Task brief | Copy the CAD benchmark text word for word between "9. Open problems" and "and motion simulation.", inclusive.

-------- Excerpt provided --------

7. Three use-case views
Layer weights re-shape the leaderboard for different consumers. Same data, different vector:
- Production engineering — L1 0.10 · L2 0.45 · L3 0.35 · L4 0.10. GD&T, mating, manufacturability dominate.
- Design exploration — L1 0.20 · L2 0.20 · L3 0.10 · L4 0.50. Reverse-eng, paraphrase robustness, parametric edit, FEA-gated function dominate.
- Hobbyist / maker — L1 0.25 · L2 0.15 · L3 0.40 · L4 0.20. FDM DFM, cost, simple parts dominate.
8. Better judging modalities
v0.4 was purely automatic geometric scoring. That doesn't reach L2-L4. v0.5 mixes:
- Automatic geometric. ICP align, voxel IoU, Chamfer, Hausdorff, BREP topology checks. (L1)
- Automatic feature extraction + named-dim matching. OCC BRepFeat → expected-feature map. (L2)
- Automatic GD&T parser. Datum reference frame, position/parallelism/runout against datums. (L2)
- Automatic CAM postprocessor. FreeCAD-Path 3-ax simulation with Ø6 → Ø3 → Ø1 tools. (L3)
- Automatic FEA pipeline. CalculiX / Code_Aster linear-elastic at spec'd load, max von Mises gate. (L4)
- LLM-as-judge with rubric. Open-ended prompts where ground truth is a rubric, not a STEP. Pairwise prompt → judge → Bradley-Terry.
- Human pairwise ranking. Gold standard, expensive — used only for held-out validation.
- Real CAM / additive manufacturing → scan → compare. The most expensive option, reserved for headline tasks each year.
9. Open problems
- Functional intent at scale. FEA-gated tasks are expensive; LLM-as-FEA-judge is unreliable.
- Multi-body assembly mating. v0.5 covers 2-3 bodies. Real assemblies are ~200.
- Sensitivity to drawing conventions. ASME Y14.5 vs ISO 8015 produce subtly different ground truth; the suite must hold the convention fixed per task.
- Paraphrase generation as adversarial benchmark. Auto-generating paraphrases that preserve intent without leaking spec is itself a research problem.
- Tool-licence cost in human baseline. Currently we only count seat-hours; Onshape per-seat / Solidworks Premium licences are not amortized in.
- Process-aware DFM weights. The same part is unmanufacturable on 3-ax CNC and trivial on SLA — DFM scores should be reported per process, not as a composite.
10. What v0.6 should add
- Multi-body assemblies (5–10 parts) with full mate graph and motion simulation.
- Live FEA-in-the-loop for L4 functional-intent tasks at production cadence (target < 90 s per task).
- Sheet-metal flat-pattern fidelity as a first-class L3 metric.
- Real-manufacture checkpoints. 12 headline tasks per year manufactured (CNC + SLA + injection-tool) and 3D-scanned for ground-truth comparison.
- Adversarial paraphrase generator that injects known-distractor terminology to test semantic robustness.
- Pairwise human study with N=20 mech-E judges via a custom CAD-diff UI; Bradley-Terry score reconciled against the automatic score.
- Calibrated abstention. Agents allowed to declare "out of scope"; abstentions counted as null (not zero) when the task is genuinely outside the agent's representation class.
The full task list, formal metric definitions, and run-protocol live in /methodology. The runner and reference scorer are in scripts/ — adding a new agent is one TypeScript adapter.

-------- Data under study --------

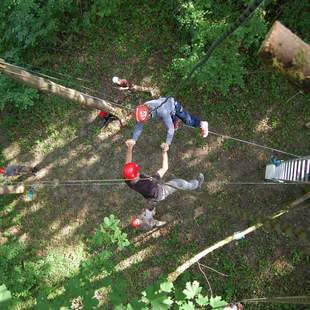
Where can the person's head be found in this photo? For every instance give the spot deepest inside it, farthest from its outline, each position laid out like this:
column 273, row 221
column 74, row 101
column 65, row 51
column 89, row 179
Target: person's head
column 131, row 171
column 142, row 113
column 115, row 79
column 135, row 223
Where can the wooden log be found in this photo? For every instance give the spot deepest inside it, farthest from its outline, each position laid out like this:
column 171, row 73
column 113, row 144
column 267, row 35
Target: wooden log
column 195, row 259
column 11, row 189
column 48, row 86
column 288, row 53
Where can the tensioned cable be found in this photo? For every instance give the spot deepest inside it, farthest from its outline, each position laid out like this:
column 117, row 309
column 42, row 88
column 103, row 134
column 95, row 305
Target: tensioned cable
column 254, row 144
column 87, row 95
column 241, row 20
column 248, row 142
column 89, row 182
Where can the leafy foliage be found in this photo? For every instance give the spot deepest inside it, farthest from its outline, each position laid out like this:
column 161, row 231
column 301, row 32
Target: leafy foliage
column 203, row 22
column 16, row 270
column 165, row 298
column 16, row 95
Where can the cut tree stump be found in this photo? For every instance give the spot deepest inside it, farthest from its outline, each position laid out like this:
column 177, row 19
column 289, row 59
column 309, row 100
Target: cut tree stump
column 288, row 53
column 11, row 189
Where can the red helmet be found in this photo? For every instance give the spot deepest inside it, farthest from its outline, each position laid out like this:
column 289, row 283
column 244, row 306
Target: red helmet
column 102, row 114
column 135, row 222
column 142, row 113
column 131, row 171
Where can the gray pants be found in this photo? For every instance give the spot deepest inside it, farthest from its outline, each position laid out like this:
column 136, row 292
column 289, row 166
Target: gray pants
column 173, row 185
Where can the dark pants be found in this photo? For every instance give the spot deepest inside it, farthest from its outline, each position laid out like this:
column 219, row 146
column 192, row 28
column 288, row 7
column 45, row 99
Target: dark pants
column 185, row 117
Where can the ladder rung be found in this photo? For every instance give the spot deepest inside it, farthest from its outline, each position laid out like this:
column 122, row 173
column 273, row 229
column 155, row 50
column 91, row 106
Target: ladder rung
column 302, row 173
column 307, row 172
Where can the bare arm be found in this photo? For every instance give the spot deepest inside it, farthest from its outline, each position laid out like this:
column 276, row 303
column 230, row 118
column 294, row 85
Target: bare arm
column 164, row 167
column 130, row 144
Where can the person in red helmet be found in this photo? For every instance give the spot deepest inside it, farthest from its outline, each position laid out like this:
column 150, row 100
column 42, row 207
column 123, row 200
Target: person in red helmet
column 17, row 170
column 150, row 187
column 169, row 110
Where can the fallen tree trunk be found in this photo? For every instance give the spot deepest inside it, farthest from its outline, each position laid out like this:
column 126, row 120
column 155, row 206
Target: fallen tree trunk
column 236, row 236
column 288, row 53
column 48, row 86
column 11, row 189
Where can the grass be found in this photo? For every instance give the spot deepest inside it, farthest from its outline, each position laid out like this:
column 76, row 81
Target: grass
column 51, row 230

--------

Written response |
9. Open problems
- Functional intent at scale. FEA-gated tasks are expensive; LLM-as-FEA-judge is unreliable.
- Multi-body assembly mating. v0.5 covers 2-3 bodies. Real assemblies are ~200.
- Sensitivity to drawing conventions. ASME Y14.5 vs ISO 8015 produce subtly different ground truth; the suite must hold the convention fixed per task.
- Paraphrase generation as adversarial benchmark. Auto-generating paraphrases that preserve intent without leaking spec is itself a research problem.
- Tool-licence cost in human baseline. Currently we only count seat-hours; Onshape per-seat / Solidworks Premium licences are not amortized in.
- Process-aware DFM weights. The same part is unmanufacturable on 3-ax CNC and trivial on SLA — DFM scores should be reported per process, not as a composite.
10. What v0.6 should add
- Multi-body assemblies (5–10 parts) with full mate graph and motion simulation.